_PROVIDED TEXT_:
+ + + +

It is alarming how quickly sentiment can shift. Energy companies are suddenly on a par with banks, and water companies are being dragged into the debate about utility bills.
Energy companies can speak for themselves, but it is worth examining the facts on water bills. At the time of privatisation, almost 25 years ago, water and sewerage charges were 0.9 per cent of household disposable income, today this has risen to 1.1 per cent, not a significant change. The average household spends £1 a day on water and sewerage services and last April bills on average rose by £1 per month.
Even so, there are a growing number of customers for whom water and sewerage charges are a significant part of their disposable income and who have real problems in paying their bills.
That is why Wessex Water was the first company to introduce social tariffs. We now have 10,000 customers on a social tariff and expect the number to rise this year to around 20,000. Research shows that to benefit all those who need help, we should have around 40,000 customers on some form of social tariff.
I am a strong supporter of social tariffs. Our initial tariffs were self-funding and even if we get to the maximum uptake of 40,000 customers, the average bill will increase by only £2 per year. The traditional way of paying for water and sewerage services through rateable value contained much greater cross -subsidies. Research with our customers shows a willingness to help those with genuine problems.
But one size doesn’t fit all in terms of financial support schemes, which is why we developed a range of schemes to help those customers in genuine financial difficulty. Our affordability programme, called “tap”, offers a variety of options for customers – from payment plans to water and energy home audits – so it can be tailored to the individual depending on their circumstances. It ensures help only goes to those who really need it and we keep charges fair for all.
In-depth customer research has been a key component of preparing business plans for 2015-20. While there has always been customer involvement in developing company plans, never before has the industry consulted with so many customers using such a variety of methods to understand priorities and test proposals
For Wessex Water this consultation involved thousands of customers. It has allowed us to shape our plan around what matters to customers and this has been challenged and informed by the independent customer scrutiny group, making a real difference to our customer and stakeholder engagement and to the overall balance of the plan, ensuring transparency throughout the process.
By listening to customers and responding to the economic climate, most water companies have decided to hold or reduce bills in real terms over the next five years. And this will be welcomed by households who have been warned of rising energy prices following announcements from a number of energy firms in recent weeks.
Much has been achieved since privatisation. More than £110 billion of private capital has been invested in the water sector to deliver major improvements in customer service and environmental quality. Levels of customer service are higher than they have ever been and customers’ bills a third lower than they would have been had the industry stayed in the public sector. The business model developed at privatisation has been effective over the past 25 years and has delivered significant benefits for customers and the environment, but the model needs to evolve.

+ + + +

_DATA ROWS_:
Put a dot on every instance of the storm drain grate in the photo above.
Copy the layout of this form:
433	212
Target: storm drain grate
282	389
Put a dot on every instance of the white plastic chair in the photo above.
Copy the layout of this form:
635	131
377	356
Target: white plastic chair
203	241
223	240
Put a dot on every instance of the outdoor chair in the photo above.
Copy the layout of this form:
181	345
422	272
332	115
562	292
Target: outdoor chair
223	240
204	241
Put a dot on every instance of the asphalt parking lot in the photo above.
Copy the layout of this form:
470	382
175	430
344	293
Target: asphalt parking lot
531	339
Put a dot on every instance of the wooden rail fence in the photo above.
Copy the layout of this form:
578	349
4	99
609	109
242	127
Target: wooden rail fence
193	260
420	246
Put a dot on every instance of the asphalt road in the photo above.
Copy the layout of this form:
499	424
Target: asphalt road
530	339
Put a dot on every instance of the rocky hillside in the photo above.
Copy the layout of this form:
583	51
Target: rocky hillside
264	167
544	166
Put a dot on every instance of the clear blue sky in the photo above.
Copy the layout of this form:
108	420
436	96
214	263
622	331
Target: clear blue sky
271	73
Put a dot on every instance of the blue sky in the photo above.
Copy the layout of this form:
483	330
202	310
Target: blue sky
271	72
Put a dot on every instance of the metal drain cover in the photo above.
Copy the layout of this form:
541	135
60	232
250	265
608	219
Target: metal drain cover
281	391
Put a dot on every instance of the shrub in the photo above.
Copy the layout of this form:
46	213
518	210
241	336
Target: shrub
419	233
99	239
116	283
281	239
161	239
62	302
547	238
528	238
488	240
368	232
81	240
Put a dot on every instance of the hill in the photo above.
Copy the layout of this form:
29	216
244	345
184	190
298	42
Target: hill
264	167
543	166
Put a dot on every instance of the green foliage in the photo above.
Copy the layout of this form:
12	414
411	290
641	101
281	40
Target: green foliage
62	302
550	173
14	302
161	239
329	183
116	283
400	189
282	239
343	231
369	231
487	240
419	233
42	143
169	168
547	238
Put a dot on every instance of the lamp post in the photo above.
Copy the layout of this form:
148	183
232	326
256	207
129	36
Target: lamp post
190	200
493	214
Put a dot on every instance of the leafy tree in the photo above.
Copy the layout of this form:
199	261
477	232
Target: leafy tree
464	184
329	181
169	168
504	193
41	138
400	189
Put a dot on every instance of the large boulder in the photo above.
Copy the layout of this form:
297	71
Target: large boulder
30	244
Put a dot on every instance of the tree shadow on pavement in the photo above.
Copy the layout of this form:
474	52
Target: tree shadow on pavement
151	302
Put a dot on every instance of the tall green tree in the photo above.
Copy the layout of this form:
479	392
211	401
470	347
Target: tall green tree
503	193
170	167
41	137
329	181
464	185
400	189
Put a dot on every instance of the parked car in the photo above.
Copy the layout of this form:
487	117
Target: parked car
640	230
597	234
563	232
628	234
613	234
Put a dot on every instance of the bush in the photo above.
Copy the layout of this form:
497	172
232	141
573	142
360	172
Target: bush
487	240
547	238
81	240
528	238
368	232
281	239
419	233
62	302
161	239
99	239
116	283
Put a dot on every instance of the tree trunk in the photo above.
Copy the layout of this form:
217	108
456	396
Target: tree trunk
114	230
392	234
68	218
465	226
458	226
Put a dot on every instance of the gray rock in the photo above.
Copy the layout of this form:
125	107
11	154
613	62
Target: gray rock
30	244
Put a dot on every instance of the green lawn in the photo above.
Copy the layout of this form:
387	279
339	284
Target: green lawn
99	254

+ + + +

_GIVEN TASK A_: In the water bills text, how many Wessex Water customers are currently on a social tariff?
_GIVEN TASK B_: Reproduce the passage of the water bills text between "I am a strong" and "with genuine problems.", inclusive.

_WORKED ANSWER A_: 10,000

_WORKED ANSWER B_:
I am a strong supporter of social tariffs. Our initial tariffs were self-funding and even if we get to the maximum uptake of 40,000 customers, the average bill will increase by only £2 per year. The traditional way of paying for water and sewerage services through rateable value contained much greater cross -subsidies. Research with our customers shows a willingness to help those with genuine problems.